__PASSAGE__
┄┄┄┄┄┄┄┄┄┄

An ODMG-compatible Testbed Architecture for Scalable Management and Analysis of Physics Data

Paper: 342
Session: C (talk)
Speaker: Malon, David, Argonne National Laboratory, Argonne
Keywords: ODBMS's, data management, hierarchical storage management, large systems, mass storage


An ODMG-compatible Testbed Architecture for
Scalable Management and Analysis of Physics Data

David M. Malon and Edward N. May
Argonne National Laboratory
9700 South Cass Avenue, Building 900
Argonne, IL 60439 USA


Abstract


This paper describes a testbed architecture for the investigation and
development of scalable approaches to the management and analysis of
massive
amounts of high energy physics data, and summarizes the lessons we have
learned from its implementation. The architecture has two components:
an
interface layer that is compliant with a substantial subset of the
ODMG-93
Version 1.2 specification, and a lightweight object persistence manager
that
provides flexible storage and retrieval services on a variety of single-
and
multi-level storage architectures, and on a range of parallel and
distributed
computing platforms.

┄┄┄┄┄┄┄┄┄┄

__RECORD EXCERPTS__
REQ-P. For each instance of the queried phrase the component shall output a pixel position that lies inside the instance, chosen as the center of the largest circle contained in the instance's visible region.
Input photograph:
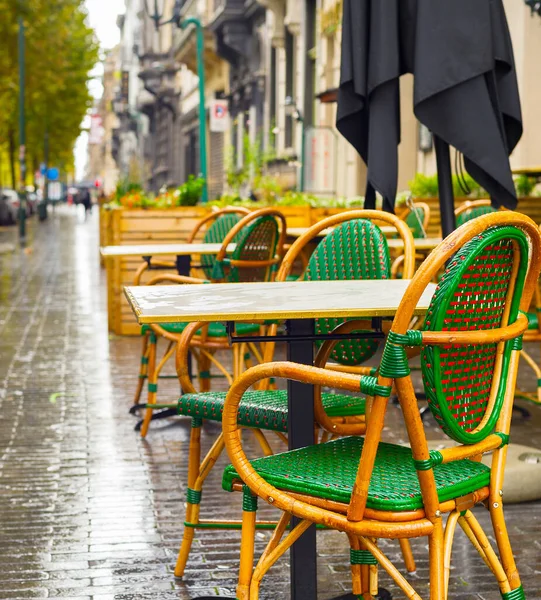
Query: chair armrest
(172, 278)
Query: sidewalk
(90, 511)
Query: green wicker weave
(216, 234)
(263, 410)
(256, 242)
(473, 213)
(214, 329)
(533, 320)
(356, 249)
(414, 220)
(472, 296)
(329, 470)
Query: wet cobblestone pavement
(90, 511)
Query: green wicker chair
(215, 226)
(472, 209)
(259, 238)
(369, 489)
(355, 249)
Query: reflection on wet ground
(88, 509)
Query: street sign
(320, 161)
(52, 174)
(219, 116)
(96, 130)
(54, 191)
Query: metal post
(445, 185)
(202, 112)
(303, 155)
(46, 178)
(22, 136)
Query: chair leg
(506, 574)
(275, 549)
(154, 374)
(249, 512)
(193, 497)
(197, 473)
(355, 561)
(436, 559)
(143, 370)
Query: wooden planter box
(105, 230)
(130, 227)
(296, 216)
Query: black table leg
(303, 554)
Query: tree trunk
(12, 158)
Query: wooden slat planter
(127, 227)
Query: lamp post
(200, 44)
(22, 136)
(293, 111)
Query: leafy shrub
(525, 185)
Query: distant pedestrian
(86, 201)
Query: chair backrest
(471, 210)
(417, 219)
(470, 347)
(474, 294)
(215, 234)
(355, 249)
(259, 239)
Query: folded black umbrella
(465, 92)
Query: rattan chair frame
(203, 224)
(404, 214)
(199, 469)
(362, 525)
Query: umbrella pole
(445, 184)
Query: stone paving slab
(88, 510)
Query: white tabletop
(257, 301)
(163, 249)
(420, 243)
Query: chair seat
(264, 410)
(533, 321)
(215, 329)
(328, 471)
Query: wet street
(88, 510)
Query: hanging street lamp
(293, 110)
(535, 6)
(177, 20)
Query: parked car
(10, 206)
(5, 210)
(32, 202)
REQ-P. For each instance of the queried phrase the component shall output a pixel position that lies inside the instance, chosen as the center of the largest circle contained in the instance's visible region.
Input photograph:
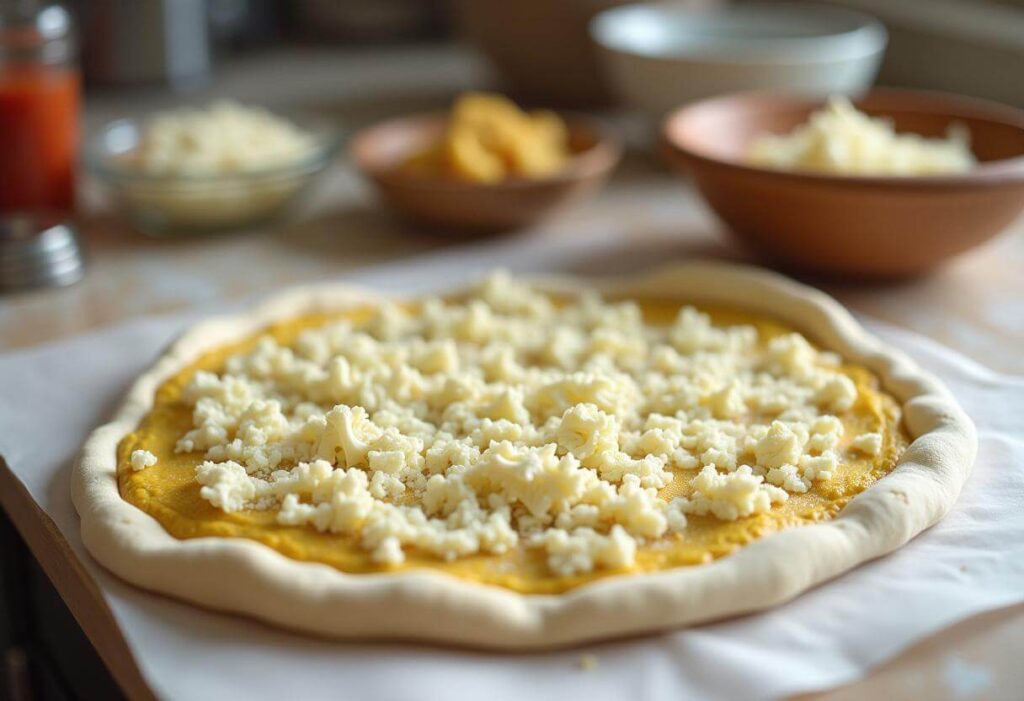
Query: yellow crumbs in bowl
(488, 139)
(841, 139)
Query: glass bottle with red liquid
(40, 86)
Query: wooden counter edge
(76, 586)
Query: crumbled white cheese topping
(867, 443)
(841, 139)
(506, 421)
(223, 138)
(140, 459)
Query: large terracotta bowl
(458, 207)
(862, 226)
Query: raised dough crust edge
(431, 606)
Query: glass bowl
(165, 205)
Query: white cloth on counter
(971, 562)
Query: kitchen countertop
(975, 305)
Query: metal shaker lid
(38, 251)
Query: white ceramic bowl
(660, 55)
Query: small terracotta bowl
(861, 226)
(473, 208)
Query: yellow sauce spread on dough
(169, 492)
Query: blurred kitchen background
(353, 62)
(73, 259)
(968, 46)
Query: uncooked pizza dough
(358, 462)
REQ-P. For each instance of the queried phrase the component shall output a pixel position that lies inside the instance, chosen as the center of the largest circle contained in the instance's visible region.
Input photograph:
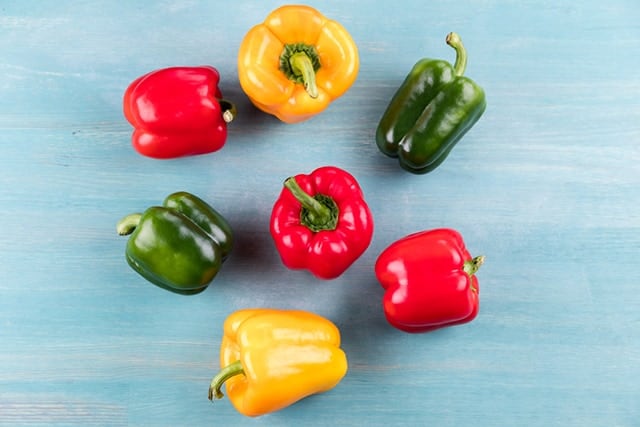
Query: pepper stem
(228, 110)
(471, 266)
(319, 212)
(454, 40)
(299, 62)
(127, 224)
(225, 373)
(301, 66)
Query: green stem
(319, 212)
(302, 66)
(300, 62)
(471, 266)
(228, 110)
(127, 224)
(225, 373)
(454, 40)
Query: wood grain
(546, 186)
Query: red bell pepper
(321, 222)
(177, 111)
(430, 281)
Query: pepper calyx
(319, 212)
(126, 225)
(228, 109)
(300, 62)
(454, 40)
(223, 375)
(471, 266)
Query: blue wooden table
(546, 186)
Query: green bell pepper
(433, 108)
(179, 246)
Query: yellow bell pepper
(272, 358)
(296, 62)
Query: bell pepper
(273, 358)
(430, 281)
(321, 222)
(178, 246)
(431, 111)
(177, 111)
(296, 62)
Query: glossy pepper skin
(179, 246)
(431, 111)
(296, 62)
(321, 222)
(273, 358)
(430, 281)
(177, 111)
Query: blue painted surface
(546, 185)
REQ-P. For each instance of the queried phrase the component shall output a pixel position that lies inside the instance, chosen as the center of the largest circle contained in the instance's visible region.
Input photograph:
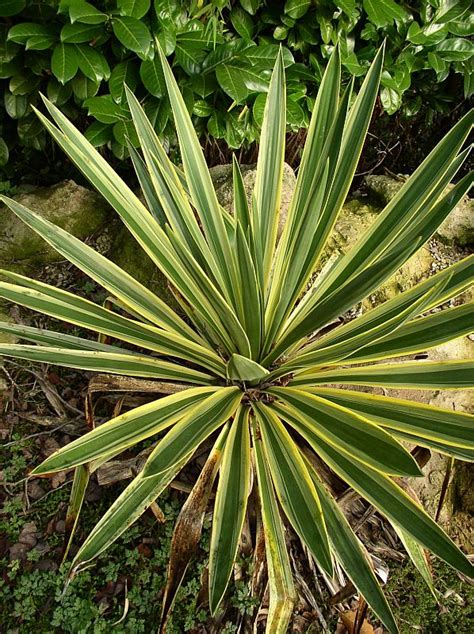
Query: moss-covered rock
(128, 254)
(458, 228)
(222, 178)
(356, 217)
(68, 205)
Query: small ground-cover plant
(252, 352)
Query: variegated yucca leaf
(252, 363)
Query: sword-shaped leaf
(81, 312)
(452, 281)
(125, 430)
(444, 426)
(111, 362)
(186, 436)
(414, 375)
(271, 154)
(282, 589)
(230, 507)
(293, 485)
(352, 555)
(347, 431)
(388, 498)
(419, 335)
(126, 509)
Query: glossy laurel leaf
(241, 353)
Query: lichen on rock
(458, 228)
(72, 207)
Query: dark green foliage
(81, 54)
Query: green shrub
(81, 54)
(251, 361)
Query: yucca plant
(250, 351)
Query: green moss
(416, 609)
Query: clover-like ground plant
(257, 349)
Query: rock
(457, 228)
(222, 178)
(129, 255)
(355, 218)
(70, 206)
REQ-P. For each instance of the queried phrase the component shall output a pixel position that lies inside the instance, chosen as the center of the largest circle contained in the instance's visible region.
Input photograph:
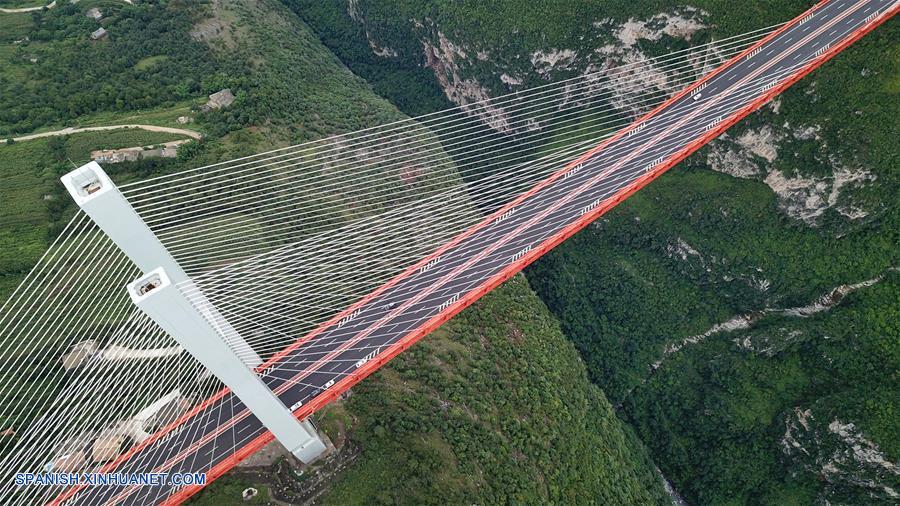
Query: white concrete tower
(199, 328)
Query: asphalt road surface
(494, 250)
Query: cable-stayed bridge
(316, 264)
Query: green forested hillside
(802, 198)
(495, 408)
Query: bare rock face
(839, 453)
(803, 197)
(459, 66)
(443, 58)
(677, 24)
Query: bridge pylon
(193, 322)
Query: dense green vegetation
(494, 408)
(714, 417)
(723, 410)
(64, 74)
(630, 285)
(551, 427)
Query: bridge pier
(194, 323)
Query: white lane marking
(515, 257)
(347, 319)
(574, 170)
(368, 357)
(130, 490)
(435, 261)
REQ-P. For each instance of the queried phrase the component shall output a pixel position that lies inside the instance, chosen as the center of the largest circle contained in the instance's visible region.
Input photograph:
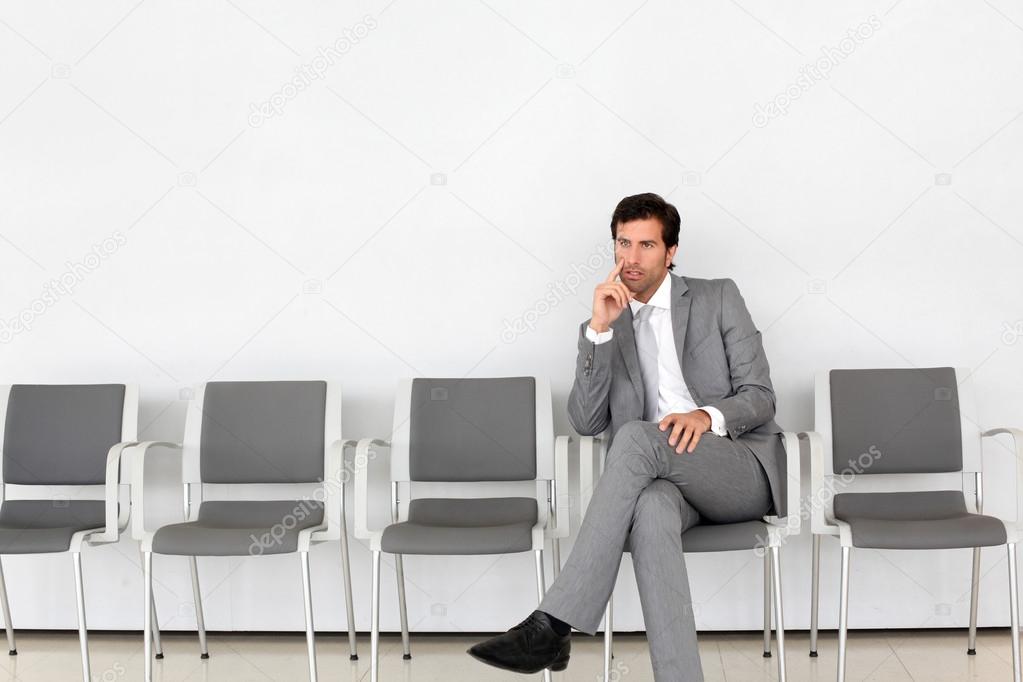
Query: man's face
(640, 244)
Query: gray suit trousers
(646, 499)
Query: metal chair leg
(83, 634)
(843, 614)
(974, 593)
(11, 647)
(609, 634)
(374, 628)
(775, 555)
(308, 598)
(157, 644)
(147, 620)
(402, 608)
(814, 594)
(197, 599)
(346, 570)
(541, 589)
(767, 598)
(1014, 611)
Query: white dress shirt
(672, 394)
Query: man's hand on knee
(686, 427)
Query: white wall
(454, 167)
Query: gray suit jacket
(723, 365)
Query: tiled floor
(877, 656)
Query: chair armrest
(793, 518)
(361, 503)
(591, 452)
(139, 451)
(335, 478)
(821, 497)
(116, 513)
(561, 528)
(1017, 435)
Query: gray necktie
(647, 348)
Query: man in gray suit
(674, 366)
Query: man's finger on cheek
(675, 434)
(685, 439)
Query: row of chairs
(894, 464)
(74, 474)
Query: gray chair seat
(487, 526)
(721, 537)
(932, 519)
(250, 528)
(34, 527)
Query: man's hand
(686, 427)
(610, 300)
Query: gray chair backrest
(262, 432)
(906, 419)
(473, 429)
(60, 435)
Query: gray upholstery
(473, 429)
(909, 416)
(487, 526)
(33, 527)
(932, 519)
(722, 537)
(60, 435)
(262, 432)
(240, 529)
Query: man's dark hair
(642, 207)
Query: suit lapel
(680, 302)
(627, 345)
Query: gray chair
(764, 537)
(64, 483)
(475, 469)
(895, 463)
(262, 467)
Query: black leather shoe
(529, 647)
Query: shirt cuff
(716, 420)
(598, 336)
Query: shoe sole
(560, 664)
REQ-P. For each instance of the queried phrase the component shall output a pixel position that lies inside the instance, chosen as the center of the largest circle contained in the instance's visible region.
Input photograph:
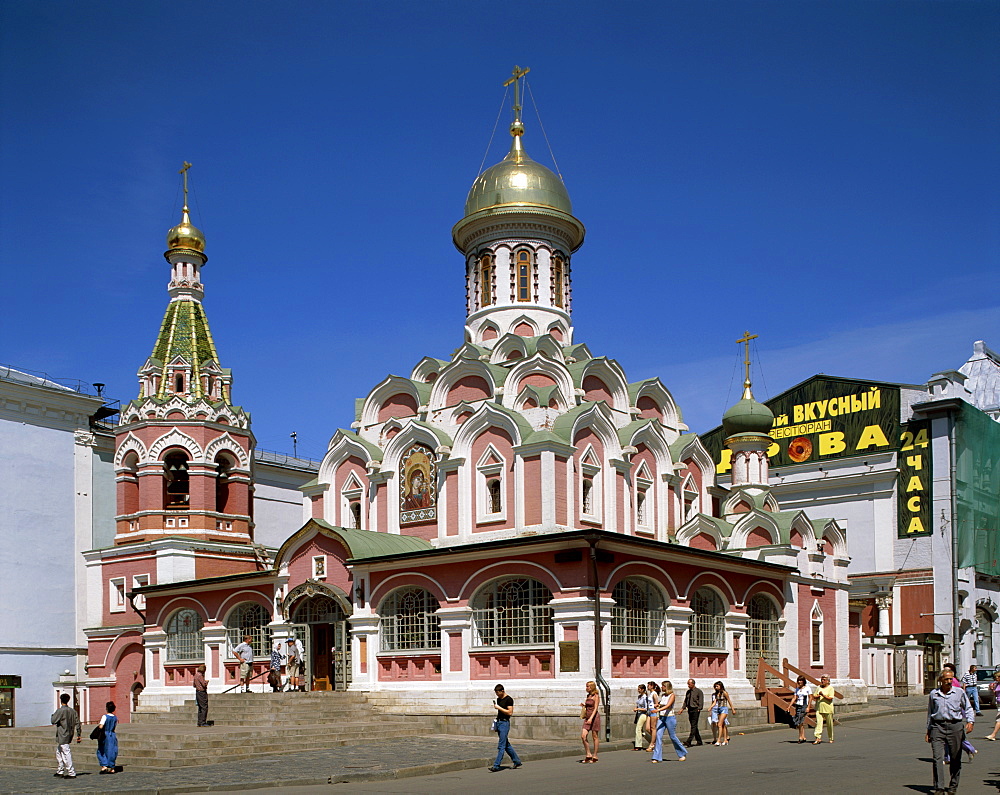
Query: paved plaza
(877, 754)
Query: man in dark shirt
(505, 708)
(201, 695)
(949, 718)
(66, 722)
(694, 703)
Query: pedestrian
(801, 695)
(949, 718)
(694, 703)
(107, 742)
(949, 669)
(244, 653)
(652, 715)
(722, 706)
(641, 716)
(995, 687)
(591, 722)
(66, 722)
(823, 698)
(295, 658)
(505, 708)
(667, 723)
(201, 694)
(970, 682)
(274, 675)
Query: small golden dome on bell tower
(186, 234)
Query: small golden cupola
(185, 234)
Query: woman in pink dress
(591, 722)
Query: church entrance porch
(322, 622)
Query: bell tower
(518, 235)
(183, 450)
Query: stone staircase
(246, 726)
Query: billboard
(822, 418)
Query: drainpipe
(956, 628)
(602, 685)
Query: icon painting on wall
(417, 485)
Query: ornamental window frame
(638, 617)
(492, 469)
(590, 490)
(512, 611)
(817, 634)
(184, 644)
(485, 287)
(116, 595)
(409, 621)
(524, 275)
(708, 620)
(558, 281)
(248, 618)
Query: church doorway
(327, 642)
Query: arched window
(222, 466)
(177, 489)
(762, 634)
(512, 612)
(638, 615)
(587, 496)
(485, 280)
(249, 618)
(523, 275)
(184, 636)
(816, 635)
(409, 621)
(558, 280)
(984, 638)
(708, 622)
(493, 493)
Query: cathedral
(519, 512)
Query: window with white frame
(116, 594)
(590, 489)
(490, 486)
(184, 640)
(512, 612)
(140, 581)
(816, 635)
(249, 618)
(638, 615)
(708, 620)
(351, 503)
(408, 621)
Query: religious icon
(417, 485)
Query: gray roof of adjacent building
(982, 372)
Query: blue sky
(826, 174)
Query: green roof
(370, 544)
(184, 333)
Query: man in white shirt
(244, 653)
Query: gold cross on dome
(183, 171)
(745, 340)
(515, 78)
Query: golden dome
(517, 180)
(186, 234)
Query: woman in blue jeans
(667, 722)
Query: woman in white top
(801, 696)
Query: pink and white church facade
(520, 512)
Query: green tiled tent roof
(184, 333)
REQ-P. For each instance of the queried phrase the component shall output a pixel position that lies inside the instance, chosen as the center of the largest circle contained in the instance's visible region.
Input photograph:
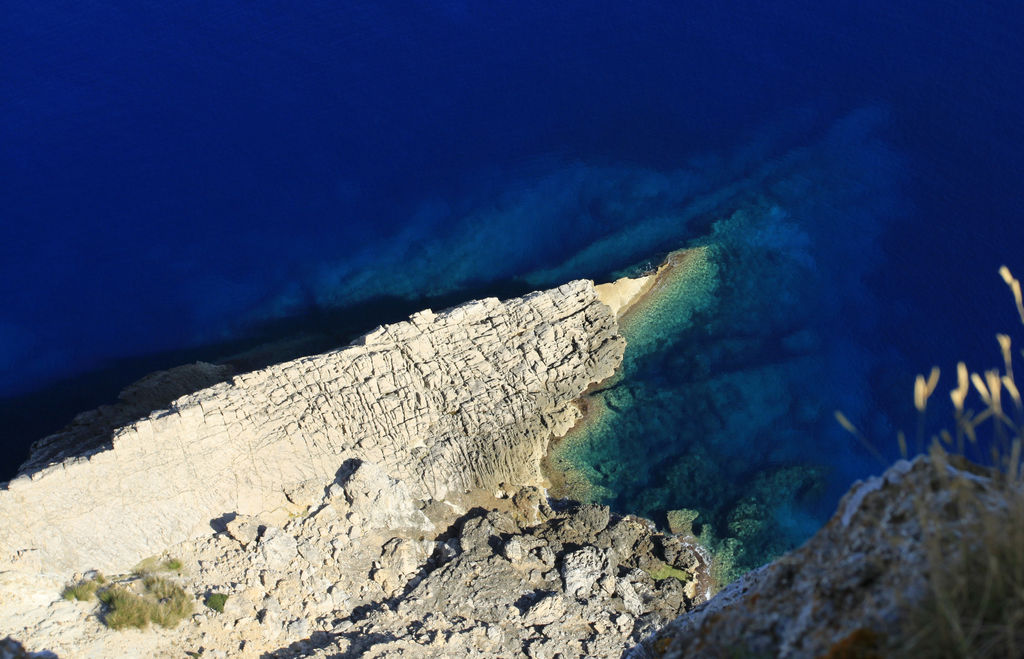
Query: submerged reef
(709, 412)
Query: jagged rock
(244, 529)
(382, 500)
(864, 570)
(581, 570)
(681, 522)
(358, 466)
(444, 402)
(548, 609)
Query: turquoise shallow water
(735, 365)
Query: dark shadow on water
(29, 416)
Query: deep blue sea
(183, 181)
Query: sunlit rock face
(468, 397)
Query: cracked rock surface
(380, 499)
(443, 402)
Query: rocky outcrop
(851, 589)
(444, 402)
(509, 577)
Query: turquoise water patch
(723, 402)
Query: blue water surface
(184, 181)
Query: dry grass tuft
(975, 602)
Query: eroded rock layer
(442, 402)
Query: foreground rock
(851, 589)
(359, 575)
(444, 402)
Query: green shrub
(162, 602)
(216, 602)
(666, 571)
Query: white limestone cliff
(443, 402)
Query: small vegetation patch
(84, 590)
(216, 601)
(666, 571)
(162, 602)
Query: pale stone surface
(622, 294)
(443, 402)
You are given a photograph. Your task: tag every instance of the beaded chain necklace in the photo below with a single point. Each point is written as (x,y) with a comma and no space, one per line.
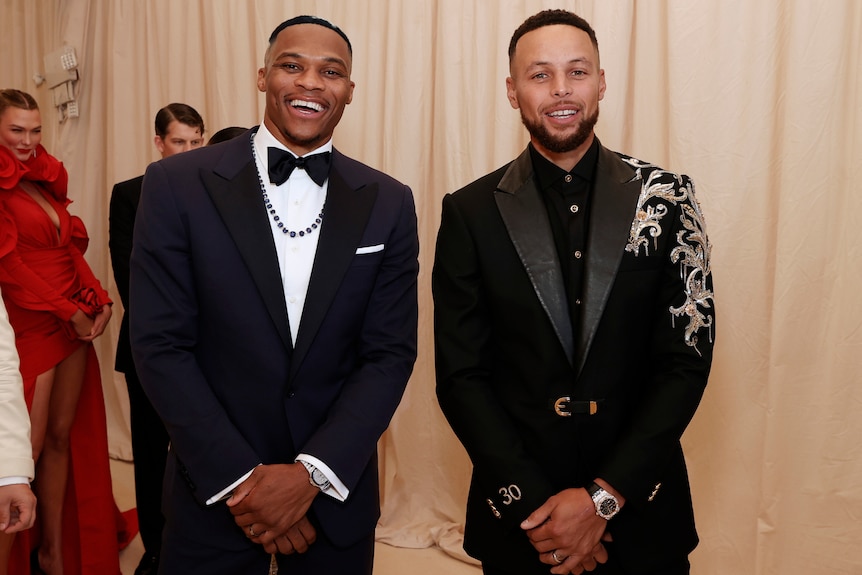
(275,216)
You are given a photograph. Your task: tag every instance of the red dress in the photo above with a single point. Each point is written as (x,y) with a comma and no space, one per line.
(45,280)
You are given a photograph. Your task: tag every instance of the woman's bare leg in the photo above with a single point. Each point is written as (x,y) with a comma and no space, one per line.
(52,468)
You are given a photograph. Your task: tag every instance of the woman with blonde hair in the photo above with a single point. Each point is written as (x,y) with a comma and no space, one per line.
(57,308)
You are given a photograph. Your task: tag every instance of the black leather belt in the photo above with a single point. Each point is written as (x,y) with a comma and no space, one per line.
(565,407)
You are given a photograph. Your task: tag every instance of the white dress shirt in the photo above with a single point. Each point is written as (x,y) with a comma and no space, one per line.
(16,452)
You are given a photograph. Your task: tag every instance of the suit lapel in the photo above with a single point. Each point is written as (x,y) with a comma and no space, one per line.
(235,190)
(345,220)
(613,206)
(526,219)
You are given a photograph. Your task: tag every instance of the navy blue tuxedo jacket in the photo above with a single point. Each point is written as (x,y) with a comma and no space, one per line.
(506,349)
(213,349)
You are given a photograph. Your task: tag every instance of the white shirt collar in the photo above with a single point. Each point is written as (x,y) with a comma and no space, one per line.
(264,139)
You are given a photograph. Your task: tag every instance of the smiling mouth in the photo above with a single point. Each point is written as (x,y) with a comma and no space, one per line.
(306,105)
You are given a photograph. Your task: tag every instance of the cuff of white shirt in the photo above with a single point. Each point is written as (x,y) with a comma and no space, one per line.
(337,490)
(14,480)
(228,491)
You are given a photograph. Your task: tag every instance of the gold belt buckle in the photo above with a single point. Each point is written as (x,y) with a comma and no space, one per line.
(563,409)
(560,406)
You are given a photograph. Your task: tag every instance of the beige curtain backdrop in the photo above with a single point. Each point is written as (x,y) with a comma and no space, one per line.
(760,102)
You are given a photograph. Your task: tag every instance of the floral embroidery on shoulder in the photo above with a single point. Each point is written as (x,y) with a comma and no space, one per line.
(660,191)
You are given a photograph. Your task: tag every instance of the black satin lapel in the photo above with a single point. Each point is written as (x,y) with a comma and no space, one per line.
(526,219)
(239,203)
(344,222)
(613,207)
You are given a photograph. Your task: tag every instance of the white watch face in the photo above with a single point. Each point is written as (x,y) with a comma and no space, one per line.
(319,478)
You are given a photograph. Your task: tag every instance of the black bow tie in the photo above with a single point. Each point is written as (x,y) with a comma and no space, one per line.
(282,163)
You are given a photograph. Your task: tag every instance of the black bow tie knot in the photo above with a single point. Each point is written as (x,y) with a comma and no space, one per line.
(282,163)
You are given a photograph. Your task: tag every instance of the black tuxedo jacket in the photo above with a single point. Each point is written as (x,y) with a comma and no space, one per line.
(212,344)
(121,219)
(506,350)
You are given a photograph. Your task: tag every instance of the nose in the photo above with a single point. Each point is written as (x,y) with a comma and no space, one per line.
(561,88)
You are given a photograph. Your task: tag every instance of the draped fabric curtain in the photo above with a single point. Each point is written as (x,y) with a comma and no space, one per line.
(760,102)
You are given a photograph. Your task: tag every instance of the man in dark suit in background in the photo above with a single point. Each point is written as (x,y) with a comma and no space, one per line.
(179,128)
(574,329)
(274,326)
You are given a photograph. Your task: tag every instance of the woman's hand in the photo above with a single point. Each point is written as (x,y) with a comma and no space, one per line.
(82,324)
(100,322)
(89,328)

┄┄┄┄┄┄┄┄┄┄

__SET TASKS__
1. Count the lines in the rows above that contain the string "cuff". Reply with only that number.
2. Please pick up the physics data testbed abstract and continue it after its last sentence.

__EXERCISE RESPONSES__
1. 2

2.
Understanding scalability requires investigating approaches to data
organization and clustering, caching and migration, replication, multiple
data access paths, nonuniform data access and multilevel storage,
parallelism,
and more. The roles of parallel file systems, mass storage
architectures,
and concurrent use of a heterogeneous mix of storage devices must also be
understood. To undertake these studies, we have developed a lightweight
object persistence manager that meets the following design criteria:
- access to every persistent object from every query node;
- support for efficient reorganization of data, including striping and
reclustering, without knowledge of object schemata;
- support for data replication;
- support for multiple access paths to data;
- extensible support for a variety of storage mechanisms, including
local
and remote disk, raw RAID, Unitree file systems, raw device access to
DD2
and 8mm tape, parallel file systems such as (formerly) IBM's Vesta and
(currently) IBM's PIOFS, and Internet data access via standard FTP and
HTTP mechanisms or cgi-bin scripts;
- portability to heterogeneous distributed architectures.
We have tested this software on a range of platforms, including Argonne's
IBM SP PowerParallel system, and on a heterogeneous collection of UNIX
workstations. Experiments have been conducted using both Fermilab D0
data
and the output of ISAJET Monte Carlo simulations.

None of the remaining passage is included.